» Task to complete:
Rewrite the lines from the one containing "Target: hallway" through the end of the items, requests included, and shift each coordinate in the answers by adding 119 to every number. Leave the pictures out.

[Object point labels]
+++
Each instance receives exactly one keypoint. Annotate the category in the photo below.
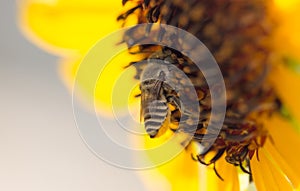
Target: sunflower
(269, 150)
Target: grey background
(40, 147)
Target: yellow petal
(287, 85)
(61, 26)
(287, 39)
(104, 87)
(278, 167)
(227, 171)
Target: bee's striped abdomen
(155, 113)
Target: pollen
(237, 34)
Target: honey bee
(156, 94)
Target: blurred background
(40, 146)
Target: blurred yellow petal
(105, 86)
(287, 85)
(63, 26)
(287, 39)
(278, 167)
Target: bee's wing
(148, 95)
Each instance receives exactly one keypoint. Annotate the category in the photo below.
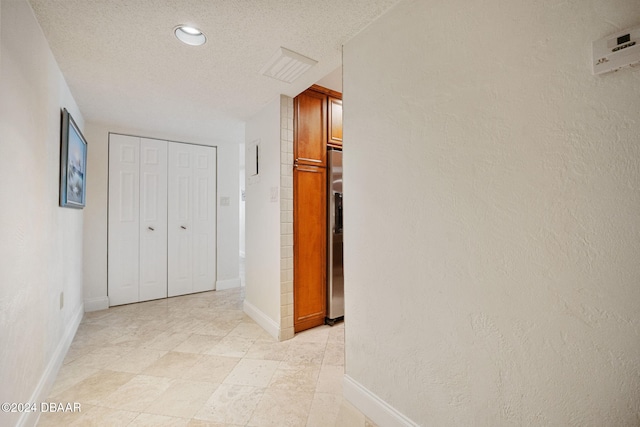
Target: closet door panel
(180, 227)
(153, 219)
(204, 218)
(123, 222)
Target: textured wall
(40, 243)
(492, 226)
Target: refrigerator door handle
(338, 211)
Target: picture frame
(73, 164)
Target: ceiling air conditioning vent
(287, 66)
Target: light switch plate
(616, 51)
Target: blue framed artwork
(73, 164)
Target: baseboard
(221, 285)
(49, 375)
(261, 319)
(96, 304)
(374, 408)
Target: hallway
(198, 360)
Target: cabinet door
(309, 210)
(310, 121)
(124, 222)
(153, 219)
(335, 122)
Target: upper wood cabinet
(317, 124)
(335, 122)
(310, 127)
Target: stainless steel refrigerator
(335, 276)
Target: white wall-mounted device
(616, 51)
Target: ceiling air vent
(286, 65)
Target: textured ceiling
(125, 67)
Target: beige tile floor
(198, 360)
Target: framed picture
(73, 164)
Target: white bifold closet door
(137, 238)
(192, 219)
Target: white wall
(40, 243)
(95, 227)
(492, 212)
(262, 296)
(241, 207)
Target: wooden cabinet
(310, 117)
(317, 124)
(310, 248)
(334, 132)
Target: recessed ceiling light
(190, 35)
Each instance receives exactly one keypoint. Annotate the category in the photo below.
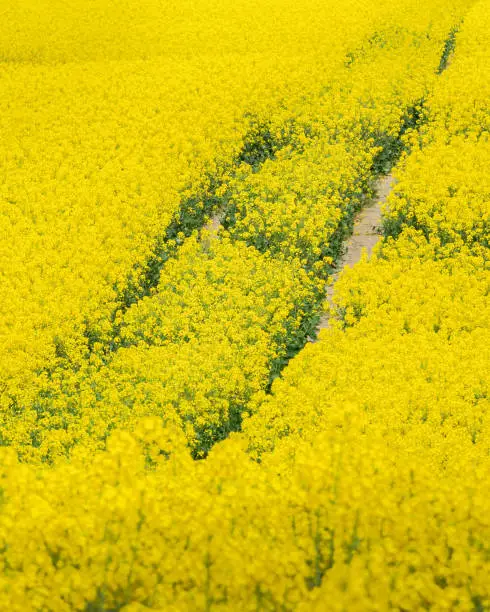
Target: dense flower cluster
(153, 458)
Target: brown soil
(366, 234)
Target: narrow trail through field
(366, 234)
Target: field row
(359, 481)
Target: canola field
(170, 439)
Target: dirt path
(367, 232)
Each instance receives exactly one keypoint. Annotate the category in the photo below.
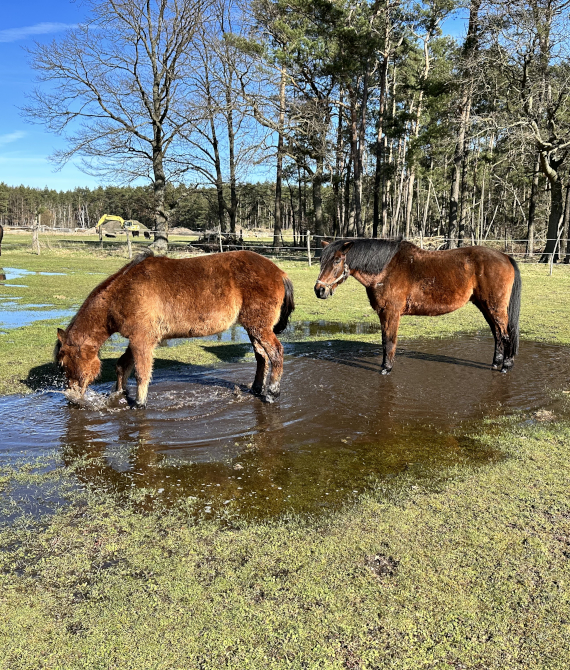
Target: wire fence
+++
» Result of this exercise:
Target: hallway
(317, 479)
Target: cabinet door
(428, 329)
(429, 240)
(243, 341)
(272, 338)
(454, 241)
Target: upper wood cabinet
(436, 243)
(454, 241)
(429, 246)
Target: stainless steel refrigerator
(454, 395)
Target: white wall-mounted device
(735, 170)
Target: ceiling air vent
(405, 184)
Target: textured ceiling
(244, 186)
Target: beige tile floor
(317, 479)
Target: framed picture
(192, 283)
Target: white bifold closet door
(256, 357)
(311, 338)
Target: white wall
(159, 362)
(214, 346)
(611, 331)
(381, 415)
(360, 326)
Target: wooden cabinet
(429, 236)
(436, 243)
(429, 367)
(453, 251)
Target: recessed ceiling light
(309, 154)
Each instance receives exactly one keypoint. Annotate the category in the photo below.
Target: dense flower cluster
(272, 577)
Target: brown soil
(485, 353)
Target: narrow trail through field
(485, 353)
Target: field row
(478, 600)
Target: canola field
(289, 558)
Target: dirt path
(486, 351)
Each instance receives exactly one keypoint. Annotate the category in the photo below.
Target: wire fence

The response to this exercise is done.